### TASK GOAL
Rewrite the records below, changing "integer" to "whole-number" and keeping everything else the same.
-- BEGIN DATA FOR THIS EXERCISE --
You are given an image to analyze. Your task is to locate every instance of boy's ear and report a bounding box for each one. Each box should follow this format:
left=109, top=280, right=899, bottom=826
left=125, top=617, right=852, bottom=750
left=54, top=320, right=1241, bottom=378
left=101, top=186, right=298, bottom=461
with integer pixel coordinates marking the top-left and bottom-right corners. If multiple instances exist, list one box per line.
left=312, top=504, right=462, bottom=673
-- END DATA FOR THIS EXERCISE --
### FULL RESPONSE
You are given an image to analyze. Your task is to locate every instance of boy's ear and report a bounding box for each one. Each box should follow this format:
left=109, top=280, right=899, bottom=826
left=125, top=617, right=852, bottom=750
left=54, top=320, right=1241, bottom=378
left=101, top=186, right=298, bottom=461
with whole-number pixel coordinates marking the top-left and bottom-right corners. If multiple instances exist, list one box per line.
left=312, top=504, right=462, bottom=673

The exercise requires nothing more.